(Extracted material):

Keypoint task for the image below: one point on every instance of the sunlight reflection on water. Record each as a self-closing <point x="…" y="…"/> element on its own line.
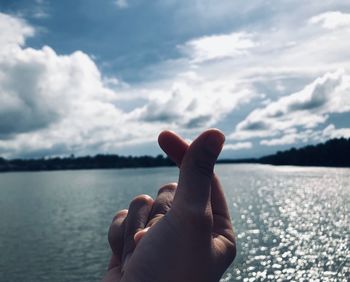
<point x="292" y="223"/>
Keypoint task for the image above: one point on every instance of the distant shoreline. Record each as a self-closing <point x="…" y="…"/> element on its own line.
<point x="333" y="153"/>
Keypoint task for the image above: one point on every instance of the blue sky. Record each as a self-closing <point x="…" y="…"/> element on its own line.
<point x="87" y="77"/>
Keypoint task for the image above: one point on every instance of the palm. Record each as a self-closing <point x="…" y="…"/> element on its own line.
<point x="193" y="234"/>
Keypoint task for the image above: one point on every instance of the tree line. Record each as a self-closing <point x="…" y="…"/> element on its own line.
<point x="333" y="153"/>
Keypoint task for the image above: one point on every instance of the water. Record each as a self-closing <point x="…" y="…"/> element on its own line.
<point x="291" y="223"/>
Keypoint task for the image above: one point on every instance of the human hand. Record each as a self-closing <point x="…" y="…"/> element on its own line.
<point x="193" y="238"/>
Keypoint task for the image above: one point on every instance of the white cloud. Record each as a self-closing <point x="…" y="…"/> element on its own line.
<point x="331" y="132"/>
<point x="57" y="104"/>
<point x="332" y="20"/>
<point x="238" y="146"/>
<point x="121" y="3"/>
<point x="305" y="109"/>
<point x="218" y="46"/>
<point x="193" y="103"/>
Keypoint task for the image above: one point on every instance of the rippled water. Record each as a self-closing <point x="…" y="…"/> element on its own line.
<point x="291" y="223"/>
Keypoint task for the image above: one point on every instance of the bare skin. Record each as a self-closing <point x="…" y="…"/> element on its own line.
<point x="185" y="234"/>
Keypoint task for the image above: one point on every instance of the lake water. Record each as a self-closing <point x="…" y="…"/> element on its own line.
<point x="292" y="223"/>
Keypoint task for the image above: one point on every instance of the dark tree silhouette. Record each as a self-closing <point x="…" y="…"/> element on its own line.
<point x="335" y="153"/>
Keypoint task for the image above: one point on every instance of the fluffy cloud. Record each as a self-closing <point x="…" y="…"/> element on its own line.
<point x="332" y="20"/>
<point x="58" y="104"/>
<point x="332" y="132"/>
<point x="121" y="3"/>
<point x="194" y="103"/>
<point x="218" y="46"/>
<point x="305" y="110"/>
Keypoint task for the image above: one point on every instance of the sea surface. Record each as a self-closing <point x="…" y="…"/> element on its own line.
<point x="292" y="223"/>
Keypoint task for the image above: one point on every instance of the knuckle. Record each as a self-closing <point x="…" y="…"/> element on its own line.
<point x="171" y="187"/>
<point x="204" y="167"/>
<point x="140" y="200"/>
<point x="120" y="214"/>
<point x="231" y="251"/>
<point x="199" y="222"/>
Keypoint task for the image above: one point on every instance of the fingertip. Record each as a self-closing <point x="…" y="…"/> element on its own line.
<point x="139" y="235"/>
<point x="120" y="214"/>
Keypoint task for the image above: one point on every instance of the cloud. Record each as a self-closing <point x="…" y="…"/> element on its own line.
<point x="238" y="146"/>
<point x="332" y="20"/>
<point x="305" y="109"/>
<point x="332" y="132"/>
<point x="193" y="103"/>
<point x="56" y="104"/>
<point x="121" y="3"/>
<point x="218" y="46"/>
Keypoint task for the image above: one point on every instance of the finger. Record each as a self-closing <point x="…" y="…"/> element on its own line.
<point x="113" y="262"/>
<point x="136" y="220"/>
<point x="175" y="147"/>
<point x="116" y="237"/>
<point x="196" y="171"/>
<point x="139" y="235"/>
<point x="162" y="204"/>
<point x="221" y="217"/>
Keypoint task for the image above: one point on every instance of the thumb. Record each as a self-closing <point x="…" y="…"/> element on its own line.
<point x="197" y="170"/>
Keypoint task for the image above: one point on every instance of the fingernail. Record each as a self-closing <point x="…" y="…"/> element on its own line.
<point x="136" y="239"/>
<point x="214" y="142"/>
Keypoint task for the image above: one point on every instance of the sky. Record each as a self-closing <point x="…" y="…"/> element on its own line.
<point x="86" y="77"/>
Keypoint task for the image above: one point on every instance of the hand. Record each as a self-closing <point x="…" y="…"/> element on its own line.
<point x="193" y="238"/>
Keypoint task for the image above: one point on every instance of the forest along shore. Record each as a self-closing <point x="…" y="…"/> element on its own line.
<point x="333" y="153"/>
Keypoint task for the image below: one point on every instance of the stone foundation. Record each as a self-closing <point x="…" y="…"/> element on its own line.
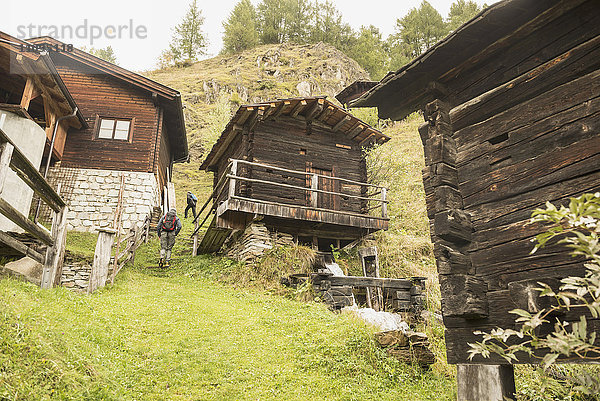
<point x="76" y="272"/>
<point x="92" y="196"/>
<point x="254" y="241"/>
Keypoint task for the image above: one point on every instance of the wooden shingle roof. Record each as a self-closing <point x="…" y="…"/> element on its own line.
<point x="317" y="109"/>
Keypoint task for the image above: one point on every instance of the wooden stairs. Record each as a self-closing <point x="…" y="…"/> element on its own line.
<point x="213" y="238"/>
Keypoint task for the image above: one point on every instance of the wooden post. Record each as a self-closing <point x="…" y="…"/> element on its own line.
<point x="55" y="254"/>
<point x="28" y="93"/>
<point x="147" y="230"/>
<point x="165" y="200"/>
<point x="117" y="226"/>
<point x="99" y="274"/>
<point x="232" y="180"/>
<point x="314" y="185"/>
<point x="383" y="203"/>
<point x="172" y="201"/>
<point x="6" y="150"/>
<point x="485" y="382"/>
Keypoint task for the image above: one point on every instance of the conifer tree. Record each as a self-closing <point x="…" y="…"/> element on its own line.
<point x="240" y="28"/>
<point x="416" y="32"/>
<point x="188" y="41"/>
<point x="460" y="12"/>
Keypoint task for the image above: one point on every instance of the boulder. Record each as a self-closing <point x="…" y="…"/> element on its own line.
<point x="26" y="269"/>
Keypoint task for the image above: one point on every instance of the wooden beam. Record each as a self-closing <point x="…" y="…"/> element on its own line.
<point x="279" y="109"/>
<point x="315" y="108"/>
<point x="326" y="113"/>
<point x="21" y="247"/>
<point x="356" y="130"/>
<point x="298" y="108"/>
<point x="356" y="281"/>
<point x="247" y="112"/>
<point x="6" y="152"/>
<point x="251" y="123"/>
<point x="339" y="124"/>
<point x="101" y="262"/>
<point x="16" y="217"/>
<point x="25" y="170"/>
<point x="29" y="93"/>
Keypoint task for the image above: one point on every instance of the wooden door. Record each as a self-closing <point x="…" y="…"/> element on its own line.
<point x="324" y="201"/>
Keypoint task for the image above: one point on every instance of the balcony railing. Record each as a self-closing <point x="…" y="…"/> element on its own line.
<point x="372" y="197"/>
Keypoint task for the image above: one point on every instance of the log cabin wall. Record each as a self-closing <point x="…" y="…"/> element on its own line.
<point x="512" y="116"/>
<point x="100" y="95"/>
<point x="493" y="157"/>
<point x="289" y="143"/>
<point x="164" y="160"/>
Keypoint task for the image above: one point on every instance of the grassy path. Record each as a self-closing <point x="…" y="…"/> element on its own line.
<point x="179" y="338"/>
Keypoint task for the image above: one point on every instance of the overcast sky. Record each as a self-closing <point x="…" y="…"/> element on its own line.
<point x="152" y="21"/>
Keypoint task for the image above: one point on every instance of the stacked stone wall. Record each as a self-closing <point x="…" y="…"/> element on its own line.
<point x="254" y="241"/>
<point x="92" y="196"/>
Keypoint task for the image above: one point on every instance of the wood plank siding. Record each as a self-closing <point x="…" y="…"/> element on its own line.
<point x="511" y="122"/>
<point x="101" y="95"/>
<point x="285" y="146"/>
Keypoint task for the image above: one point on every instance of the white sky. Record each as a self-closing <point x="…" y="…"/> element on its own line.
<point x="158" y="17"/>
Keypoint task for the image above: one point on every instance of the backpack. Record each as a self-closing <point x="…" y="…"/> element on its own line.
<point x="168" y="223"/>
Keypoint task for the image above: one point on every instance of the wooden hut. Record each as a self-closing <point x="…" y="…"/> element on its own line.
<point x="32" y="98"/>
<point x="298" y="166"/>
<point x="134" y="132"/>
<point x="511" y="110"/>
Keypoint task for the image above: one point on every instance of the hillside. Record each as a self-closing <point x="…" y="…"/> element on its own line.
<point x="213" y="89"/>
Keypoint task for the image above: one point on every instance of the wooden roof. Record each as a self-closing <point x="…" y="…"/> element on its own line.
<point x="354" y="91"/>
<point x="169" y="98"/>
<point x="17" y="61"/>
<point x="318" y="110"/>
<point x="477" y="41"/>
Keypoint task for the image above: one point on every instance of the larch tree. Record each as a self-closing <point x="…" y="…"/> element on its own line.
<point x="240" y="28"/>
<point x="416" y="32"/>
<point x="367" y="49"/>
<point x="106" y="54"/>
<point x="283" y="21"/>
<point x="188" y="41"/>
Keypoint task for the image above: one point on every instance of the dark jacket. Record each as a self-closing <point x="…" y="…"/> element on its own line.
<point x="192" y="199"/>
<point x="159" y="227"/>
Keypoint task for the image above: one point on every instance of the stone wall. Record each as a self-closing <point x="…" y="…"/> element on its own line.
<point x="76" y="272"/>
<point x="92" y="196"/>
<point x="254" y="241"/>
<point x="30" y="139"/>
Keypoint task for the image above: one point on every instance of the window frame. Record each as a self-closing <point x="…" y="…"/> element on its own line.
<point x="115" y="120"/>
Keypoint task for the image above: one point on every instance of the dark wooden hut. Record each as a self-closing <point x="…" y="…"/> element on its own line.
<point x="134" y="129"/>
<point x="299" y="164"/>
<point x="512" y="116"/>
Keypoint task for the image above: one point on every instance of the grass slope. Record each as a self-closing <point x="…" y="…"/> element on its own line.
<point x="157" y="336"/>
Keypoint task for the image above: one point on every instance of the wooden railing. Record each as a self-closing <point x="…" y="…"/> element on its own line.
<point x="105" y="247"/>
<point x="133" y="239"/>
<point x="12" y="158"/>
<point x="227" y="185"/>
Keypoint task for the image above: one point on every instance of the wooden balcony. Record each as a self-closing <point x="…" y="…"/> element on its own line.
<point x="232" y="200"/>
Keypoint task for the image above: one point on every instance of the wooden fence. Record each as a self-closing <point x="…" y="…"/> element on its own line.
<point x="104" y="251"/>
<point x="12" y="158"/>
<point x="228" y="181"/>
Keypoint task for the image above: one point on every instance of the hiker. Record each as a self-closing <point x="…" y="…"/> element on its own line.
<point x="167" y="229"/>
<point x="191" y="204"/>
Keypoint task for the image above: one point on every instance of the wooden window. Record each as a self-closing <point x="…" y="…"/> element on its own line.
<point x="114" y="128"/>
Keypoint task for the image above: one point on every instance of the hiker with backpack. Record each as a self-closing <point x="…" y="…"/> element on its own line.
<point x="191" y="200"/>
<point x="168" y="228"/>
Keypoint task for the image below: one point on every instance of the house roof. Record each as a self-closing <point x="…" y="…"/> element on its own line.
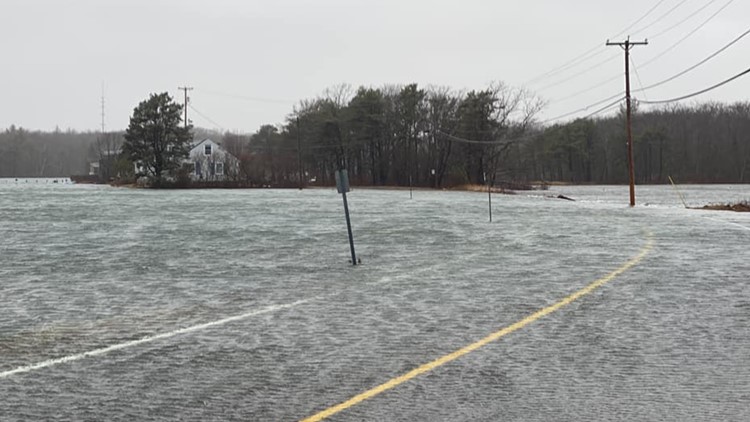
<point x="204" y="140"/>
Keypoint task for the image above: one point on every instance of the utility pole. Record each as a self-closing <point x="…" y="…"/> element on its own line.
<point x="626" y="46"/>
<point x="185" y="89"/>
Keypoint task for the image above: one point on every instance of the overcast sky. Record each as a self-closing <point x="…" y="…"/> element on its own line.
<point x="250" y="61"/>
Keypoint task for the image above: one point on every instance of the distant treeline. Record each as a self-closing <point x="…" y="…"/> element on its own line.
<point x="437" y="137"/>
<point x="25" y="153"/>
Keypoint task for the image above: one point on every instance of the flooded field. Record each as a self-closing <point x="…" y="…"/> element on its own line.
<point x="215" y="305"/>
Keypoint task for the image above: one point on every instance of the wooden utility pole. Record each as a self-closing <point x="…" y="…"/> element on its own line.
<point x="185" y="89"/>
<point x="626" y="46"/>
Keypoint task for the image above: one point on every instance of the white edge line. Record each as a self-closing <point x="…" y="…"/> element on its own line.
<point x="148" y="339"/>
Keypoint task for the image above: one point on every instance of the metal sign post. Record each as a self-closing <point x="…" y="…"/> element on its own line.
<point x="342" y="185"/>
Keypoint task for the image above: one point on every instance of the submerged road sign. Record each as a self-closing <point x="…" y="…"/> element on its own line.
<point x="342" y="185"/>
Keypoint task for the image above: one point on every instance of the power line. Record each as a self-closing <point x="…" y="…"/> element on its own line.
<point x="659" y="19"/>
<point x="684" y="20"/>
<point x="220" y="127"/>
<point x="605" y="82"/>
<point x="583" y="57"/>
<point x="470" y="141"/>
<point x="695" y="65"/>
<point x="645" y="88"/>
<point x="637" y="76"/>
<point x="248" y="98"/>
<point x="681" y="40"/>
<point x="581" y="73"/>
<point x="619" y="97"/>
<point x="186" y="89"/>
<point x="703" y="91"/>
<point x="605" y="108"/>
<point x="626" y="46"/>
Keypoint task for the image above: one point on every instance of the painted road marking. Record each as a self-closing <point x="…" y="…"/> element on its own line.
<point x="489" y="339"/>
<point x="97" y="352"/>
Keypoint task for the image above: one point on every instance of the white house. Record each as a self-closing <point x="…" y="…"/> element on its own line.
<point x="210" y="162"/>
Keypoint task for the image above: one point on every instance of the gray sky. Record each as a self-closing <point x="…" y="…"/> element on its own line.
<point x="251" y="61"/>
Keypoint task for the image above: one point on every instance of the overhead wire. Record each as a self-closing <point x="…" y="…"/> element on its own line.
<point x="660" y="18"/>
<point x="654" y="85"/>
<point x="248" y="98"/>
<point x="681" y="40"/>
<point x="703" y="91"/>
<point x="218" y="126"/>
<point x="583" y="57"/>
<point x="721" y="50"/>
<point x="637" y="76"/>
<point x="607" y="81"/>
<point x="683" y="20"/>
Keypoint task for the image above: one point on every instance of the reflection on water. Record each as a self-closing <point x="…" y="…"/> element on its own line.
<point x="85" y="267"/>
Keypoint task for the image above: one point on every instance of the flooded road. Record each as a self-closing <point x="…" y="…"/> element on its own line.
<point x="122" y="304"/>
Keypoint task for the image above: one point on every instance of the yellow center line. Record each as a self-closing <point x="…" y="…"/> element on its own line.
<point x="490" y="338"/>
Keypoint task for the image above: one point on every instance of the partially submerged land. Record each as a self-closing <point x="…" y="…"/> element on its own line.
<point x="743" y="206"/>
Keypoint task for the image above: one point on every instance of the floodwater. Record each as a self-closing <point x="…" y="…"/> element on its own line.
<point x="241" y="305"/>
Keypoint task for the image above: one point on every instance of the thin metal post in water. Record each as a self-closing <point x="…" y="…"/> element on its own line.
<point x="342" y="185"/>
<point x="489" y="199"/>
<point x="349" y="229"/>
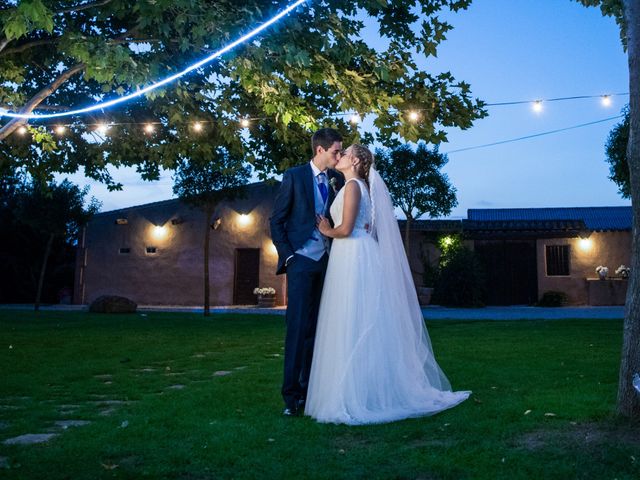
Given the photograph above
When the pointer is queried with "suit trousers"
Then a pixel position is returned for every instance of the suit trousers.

(Task to carry out): Would you transcribe, unchanged, every line of the material from the one containing "Given the photograph above" to the very end, including both, and nothing else?

(Output of the exercise):
Given the photograph above
When the pointer is queried with "suit trousers"
Then a pixel position is returned for every instance of the suit trousers.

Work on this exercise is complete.